→ **To be done**
1. Summarize the honey and lime mead thread in two sentences.
2. Carry on the honey and lime mead thread from the point where it stops.

→ **Text provided**
= = = =
# A Marriage Of Honey & Limes



## Waldo (Jul 26, 2008)

This turned out to be one of those that you wish you had made 6 gallon or more instead of one. I will be bottling this one gallon batch in the morning and will be starting a 5 gallon batch very soon. 
Here is the label I have designed for this one.


----------



## rgecaprock (Jul 26, 2008)

*Waldo, sounds very interesting. Let us know how it is recieved and the description of the taste. I made a JMAOMead from some of the honey my Dad sent to me of which you had also. I work with a guy who goes to the Renassiance Festival and he wants to buy some from me. I gave him a sample and I guess it beats all the mead they have tried in the past. So It has been in the carboy for many months and will soon bottle it for all the Wenches and Lords and Ladies and Wizards and Fairies and Elves of the Texas Renassiance Festiaval.* *Edited by: rgecaprock *


----------



## Wade E (Jul 26, 2008)

Looking good and sounding good buddy.


----------



## smurfe (Jul 27, 2008)

I have been thinking of making a lime mead, actually a Mojito Mead with lime and spearmint since the Mojito seems to be the fad and rad drink right now. I know I like them. HMM, this might just work.


----------



## Waldo (Jul 27, 2008)

I believe you would really like it smurf...I DO


----------



## rgecaprock (Aug 1, 2008)

*Waldo,* 


*Got home this evening and remembered I had a chillin bottle of Lime Mead in the fridge.....got it out first thing and it is everything I imagined it to be. Almost like drinking a refreshing lime ade with a kick to it. And I'm wondering how it gets the very peachy almost pink color to it. Waldo it is great and I'm saving about a 4th cup to pour on my baked chicken tomorrow. If you want something good pour some of your mead on chicken while it is baking. Way better than any bbq sauce.*
*Waldo, It is a mighty fine wine and I'm so impressed that I will want to try that one myself. It is a summer mead all they way!!!!!*

*Thank you again.....need to bring it to WS2009**Edited by: rgecaprock *


----------



## rgecaprock (Aug 1, 2008)

Smurfe,


I have some fragrant spearmint growing outside. I'm going to put a sprig in Waldo's Mead and see how it is. You have a good idea there. Would you leave some of the leaves whole in there for effect??!!! I'll be looking foward to seeing how it is going for you!!!


Ramona


----------



## rgecaprock (Aug 1, 2008)
= = = =
→ **Supplied data**
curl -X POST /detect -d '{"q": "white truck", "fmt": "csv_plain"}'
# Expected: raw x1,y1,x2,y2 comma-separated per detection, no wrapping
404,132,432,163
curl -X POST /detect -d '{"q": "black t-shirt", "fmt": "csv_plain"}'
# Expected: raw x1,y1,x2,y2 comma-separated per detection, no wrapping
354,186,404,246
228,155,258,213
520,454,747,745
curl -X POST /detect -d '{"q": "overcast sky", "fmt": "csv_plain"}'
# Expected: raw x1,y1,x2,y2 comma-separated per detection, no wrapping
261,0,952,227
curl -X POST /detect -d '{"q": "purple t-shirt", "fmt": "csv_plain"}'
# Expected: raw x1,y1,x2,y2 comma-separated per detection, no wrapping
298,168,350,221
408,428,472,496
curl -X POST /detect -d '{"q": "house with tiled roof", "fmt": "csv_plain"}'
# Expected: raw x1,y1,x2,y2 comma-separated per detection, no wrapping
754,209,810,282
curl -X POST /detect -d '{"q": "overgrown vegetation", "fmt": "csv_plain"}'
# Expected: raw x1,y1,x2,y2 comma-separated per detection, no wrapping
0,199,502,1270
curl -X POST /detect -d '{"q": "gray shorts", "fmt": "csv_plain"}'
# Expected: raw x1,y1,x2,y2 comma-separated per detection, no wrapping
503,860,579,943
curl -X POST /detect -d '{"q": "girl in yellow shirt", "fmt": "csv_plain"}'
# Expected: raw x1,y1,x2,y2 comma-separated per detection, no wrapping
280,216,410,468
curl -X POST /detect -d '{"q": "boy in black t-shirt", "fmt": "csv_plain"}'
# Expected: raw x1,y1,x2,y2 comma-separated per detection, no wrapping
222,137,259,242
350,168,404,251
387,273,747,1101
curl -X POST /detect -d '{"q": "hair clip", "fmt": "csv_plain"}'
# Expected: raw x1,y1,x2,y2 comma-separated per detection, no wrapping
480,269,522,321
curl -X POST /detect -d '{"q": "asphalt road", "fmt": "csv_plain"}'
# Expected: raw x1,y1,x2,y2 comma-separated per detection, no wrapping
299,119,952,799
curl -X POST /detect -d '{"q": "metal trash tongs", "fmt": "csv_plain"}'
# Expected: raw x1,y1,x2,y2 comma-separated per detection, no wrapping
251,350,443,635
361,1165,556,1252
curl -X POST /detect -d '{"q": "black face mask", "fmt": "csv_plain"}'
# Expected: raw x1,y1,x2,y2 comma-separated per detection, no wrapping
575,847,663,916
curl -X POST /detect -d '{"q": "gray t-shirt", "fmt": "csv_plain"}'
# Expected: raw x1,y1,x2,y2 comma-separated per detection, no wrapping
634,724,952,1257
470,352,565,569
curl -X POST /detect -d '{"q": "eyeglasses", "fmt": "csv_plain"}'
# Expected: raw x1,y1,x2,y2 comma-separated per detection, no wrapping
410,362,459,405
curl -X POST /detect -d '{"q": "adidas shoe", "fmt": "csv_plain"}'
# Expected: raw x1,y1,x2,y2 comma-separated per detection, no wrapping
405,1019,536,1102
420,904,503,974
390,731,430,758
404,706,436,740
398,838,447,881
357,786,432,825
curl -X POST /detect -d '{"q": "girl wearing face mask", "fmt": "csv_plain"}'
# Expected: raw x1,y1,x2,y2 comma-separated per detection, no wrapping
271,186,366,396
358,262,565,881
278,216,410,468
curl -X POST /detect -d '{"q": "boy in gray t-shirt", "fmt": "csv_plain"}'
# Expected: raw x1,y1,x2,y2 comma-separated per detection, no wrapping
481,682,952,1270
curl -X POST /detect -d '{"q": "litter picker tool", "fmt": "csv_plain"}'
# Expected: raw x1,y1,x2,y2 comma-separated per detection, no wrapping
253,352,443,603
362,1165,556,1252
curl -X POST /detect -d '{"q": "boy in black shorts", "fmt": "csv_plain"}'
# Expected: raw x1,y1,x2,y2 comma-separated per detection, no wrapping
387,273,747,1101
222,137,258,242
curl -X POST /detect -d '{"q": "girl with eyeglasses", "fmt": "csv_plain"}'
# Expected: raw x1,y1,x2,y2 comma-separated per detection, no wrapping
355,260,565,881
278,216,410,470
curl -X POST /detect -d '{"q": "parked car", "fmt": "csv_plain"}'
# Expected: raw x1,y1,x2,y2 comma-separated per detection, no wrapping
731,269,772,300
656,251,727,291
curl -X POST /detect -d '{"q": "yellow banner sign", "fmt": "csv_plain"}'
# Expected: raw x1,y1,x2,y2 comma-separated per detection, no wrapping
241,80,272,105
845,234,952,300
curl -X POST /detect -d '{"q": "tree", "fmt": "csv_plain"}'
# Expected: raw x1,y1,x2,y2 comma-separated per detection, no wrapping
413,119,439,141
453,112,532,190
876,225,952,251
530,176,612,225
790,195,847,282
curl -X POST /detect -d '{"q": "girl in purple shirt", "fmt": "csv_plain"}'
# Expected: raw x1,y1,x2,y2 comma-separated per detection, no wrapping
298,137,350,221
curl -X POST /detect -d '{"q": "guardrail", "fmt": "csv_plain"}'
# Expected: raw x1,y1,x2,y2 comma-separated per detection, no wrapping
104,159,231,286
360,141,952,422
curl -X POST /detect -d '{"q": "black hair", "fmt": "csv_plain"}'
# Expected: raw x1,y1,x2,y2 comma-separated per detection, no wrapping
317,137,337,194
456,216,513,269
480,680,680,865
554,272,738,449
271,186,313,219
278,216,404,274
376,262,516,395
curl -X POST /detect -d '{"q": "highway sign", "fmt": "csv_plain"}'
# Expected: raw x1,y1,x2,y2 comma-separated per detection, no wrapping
= = = =
→ **Responses for each task**
1. Waldo says his one-gallon honey and lime mead turned out so well that he plans to start a five-gallon batch, and other members respond with praise, including smurfe, who suggests a Mojito mead made with lime and spearmint. After tasting a chilled bottle, rgecaprock calls it a refreshing summer mead, almost like limeade with a kick, and plans to add a sprig of spearmint to it.

2.
*After that Marriage of the Honey and Lime......I'm ready for a Honeymoon!!!!*


----------



## JWMINNESOTA (Aug 2, 2008)

Waldo, I made three batches awhile back, lime, orange, and lemon. I do think the lime will be a fav. Great label too!


----------



## smurfe (Aug 2, 2008)

rgecaprock said:


> Smurfe,
> 
> 
> I have some fragrant spearmint growing outside. I'm going to put a sprig in Waldo's Mead and see how it is. You have a good idea there. Would you leave some of the leaves whole in there for effect??!!! I'll be looking foward to seeing how it is going for you!!!
> ...




Ramona, I don't think I would leave the leaves in after fermentation for effect as they would look just plain nasty. If I were to add the mint to fermentation, I would remove after fermenting, filter and serve as normal with a fresh, whole leaf in the glass for visual effect.I have been wondering though if it wouldn't be better to just use a muddler and muddle the leaves in the glass and then pour the mead in the glass just like making a Mojito. I really have no idea how many mint leaves to add to a 5 gallon batch.


----------



## Waldo (Aug 3, 2008)

rgecaprock said:


> *After that Marriage of the Honey and Lime......I'm ready for a Honeymoon!!!!*




Did you try it Ramona?


----------



## JimCook (Aug 28, 2008)

Waldo,


Do you happen to have your recipe handy for this one?


- Jim


----------



## PolishWineP (Oct 11, 2008)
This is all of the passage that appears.